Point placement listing
+++++

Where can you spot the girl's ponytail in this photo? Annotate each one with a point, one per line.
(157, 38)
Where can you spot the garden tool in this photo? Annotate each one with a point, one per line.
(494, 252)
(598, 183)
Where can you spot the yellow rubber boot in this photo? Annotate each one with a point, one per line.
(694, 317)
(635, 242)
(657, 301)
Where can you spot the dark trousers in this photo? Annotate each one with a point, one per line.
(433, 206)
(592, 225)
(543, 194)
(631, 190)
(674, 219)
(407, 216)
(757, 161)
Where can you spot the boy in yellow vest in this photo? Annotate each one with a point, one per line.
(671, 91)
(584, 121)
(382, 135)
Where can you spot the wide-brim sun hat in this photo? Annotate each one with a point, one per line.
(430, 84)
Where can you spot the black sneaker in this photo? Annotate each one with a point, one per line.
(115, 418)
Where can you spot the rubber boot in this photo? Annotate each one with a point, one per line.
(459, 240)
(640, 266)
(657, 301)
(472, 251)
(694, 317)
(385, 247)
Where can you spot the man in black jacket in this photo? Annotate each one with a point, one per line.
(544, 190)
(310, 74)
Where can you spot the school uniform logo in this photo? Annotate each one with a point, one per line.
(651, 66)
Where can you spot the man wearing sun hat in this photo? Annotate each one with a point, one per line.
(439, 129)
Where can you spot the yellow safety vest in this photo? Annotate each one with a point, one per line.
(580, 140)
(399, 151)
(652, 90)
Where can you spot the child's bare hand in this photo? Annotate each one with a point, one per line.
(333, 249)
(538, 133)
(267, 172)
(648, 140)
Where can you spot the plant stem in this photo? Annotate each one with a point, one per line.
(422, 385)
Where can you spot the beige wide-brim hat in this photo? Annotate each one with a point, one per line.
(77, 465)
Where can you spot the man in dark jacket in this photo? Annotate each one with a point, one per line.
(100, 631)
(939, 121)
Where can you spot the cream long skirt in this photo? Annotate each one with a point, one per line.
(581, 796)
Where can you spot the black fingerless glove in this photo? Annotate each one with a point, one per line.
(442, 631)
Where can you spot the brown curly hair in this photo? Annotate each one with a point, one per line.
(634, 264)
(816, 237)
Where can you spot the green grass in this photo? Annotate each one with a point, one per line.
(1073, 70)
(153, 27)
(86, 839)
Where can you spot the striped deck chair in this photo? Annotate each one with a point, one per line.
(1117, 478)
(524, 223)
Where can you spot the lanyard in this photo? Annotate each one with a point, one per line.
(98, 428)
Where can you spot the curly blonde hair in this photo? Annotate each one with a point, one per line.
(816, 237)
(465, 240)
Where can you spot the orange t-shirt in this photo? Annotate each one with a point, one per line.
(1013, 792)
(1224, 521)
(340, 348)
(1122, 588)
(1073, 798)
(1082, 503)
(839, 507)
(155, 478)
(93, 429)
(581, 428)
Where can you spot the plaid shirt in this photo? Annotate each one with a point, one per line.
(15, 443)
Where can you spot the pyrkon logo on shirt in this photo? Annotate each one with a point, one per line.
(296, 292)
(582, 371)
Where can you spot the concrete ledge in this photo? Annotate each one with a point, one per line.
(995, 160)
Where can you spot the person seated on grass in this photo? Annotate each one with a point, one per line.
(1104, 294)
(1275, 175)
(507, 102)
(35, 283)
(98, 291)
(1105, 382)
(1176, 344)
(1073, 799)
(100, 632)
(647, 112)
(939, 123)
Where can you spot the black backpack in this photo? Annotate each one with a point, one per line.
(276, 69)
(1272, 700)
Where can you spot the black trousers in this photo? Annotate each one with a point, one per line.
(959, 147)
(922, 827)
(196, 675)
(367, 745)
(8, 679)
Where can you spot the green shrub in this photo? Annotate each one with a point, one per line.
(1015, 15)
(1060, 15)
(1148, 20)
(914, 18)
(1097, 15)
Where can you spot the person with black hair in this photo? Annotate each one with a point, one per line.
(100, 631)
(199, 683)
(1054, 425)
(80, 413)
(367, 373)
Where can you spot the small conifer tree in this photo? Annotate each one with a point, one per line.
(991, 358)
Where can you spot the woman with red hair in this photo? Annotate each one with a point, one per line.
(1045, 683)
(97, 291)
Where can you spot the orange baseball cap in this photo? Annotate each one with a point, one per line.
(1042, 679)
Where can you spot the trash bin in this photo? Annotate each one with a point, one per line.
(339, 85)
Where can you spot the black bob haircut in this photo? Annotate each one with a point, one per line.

+++++

Rewrite the listing above as a numbered list and omit any blank lines.

1. Where can you spot the girl's ponytail in this photo? Annotate each one with a point, one per line.
2. (157, 38)
3. Where can you spot the garden tool in this photo? Annotate each one with a point, one per line.
4. (494, 252)
5. (598, 183)
6. Where can you spot the yellow rubber boot in this photo? Annotate each one with a point, one per line.
7. (694, 317)
8. (635, 242)
9. (657, 301)
10. Where can you spot the dark trousers in this photo? Annotate each one with a point, one per line.
11. (433, 206)
12. (592, 225)
13. (543, 194)
14. (631, 190)
15. (674, 219)
16. (407, 216)
17. (757, 161)
18. Where can you spot the boy in yellow vest in this photo? Annotate each one with a point, one per line.
19. (671, 91)
20. (584, 121)
21. (382, 135)
22. Where can you spot the wide-brim sun hat in this photo? Annotate each one with a point, one per line.
23. (430, 84)
24. Where can you spot the black sneaker in this photo? Annotate each one with a point, one per line.
25. (115, 418)
26. Where can you spot the rubber boot in this photo? Annotate each one with a point, one per line.
27. (459, 240)
28. (640, 266)
29. (657, 301)
30. (472, 251)
31. (694, 317)
32. (385, 247)
33. Where can you spot the man in black jacket in this photo? Annotate each one with a point, one per line.
34. (544, 190)
35. (310, 74)
36. Where can you spot the school uniform logo in this photo? Annotate each one with a point, one per line.
37. (651, 66)
38. Where can you spot the man wearing sun hat in this photo? Annotate each one with a point, one per line.
39. (439, 129)
40. Where can you spot the yellow safety vest in this photo? Annotate each one with a point, one per line.
41. (580, 140)
42. (399, 151)
43. (652, 90)
44. Where can you spot the child's bare hand in this photo? Annotate each one with a point, one per line.
45. (333, 249)
46. (538, 133)
47. (267, 172)
48. (648, 140)
49. Where can you spot the plant stem in this photo? Annotate each one with a point, one per line.
50. (422, 385)
51. Where can you spot the beige wide-brim hat in this photo? Annotate each one with a point, one per line.
52. (77, 465)
53. Where can you spot the man in dark jacket in this photo? Annotate each one with a point, one per line.
54. (100, 631)
55. (939, 121)
56. Where can you spot the cream long skirt in this photo? Annotate each one with a point, one per line.
57. (581, 796)
58. Where can you spot the black fingerless glove in this photo? Annotate each one with a point, one per line.
59. (442, 631)
60. Where can you spot the brown curly hair in this photo? Annotate each one with a point, one per line.
61. (634, 264)
62. (816, 237)
63. Where can you spot the green grass in this photo? Annotate each one with a point, one per line.
64. (1073, 70)
65. (153, 27)
66. (86, 839)
67. Where can you spot the striped deck chair in this photo? Annotate each one with a point, one per line.
68. (1117, 478)
69. (524, 223)
70. Where can you spot the lanyard in this photo? Annotate each one with a point, one per line.
71. (98, 428)
72. Where can you spot the curly blonde hair in this photo? Annotate each one with a point, one per line.
73. (816, 237)
74. (465, 240)
75. Where can you spot the orange t-shirt in this photo? Annotate each one with a point, one per line.
76. (1013, 792)
77. (1224, 521)
78. (340, 348)
79. (1122, 588)
80. (1073, 798)
81. (1082, 503)
82. (839, 507)
83. (155, 478)
84. (93, 429)
85. (581, 428)
86. Where can you spot the plaid shirt in this photo? Annotate each one with a point, one per line.
87. (15, 443)
88. Where can you spot the pyrkon logo on shirt in this photo? Annotate each one with a point, one per line.
89. (296, 292)
90. (582, 371)
91. Where can you spot the concrete ledge in this photo? Annotate each one with a point, one per line.
92. (995, 160)
93. Where can you spot the person seated on grass in this photo? Annotate each one with a point, one per line.
94. (1104, 294)
95. (1275, 175)
96. (507, 102)
97. (35, 283)
98. (98, 291)
99. (1105, 382)
100. (1176, 344)
101. (1073, 799)
102. (100, 632)
103. (647, 112)
104. (939, 123)
105. Where can you spot the black backpack in this photo? Annotate each one with a point, one per line.
106. (276, 69)
107. (1272, 700)
108. Where can you spot the black trousers in this photo? Annotate each one with a point, one per line.
109. (959, 147)
110. (922, 827)
111. (196, 675)
112. (367, 745)
113. (8, 679)
114. Where can you spot the green shrub in this photo? Annotate each one with a point, one per line.
115. (1015, 15)
116. (1060, 15)
117. (1148, 20)
118. (914, 18)
119. (1097, 15)
120. Where can you spot the person with black hair in this photo? Annotate each one with a point, one per line.
121. (100, 631)
122. (199, 683)
123. (1054, 425)
124. (80, 413)
125. (367, 373)
126. Where can you spot the small conifer tree in this photo? Annotate each one with a point, one per line.
127. (991, 358)
128. Where can you spot the woman with red hair in this photo? Annotate each one with a point, one per line.
129. (1045, 683)
130. (97, 291)
131. Where can you spot the orange baseball cap in this photo? Annotate each one with a point, one per line.
132. (1042, 679)
133. Where can you spot the trash bin in this photo? Annotate each one with a point, one per line.
134. (339, 85)
135. Where can you spot the black bob haircut in this photo? Annotate each one with a point, one per line.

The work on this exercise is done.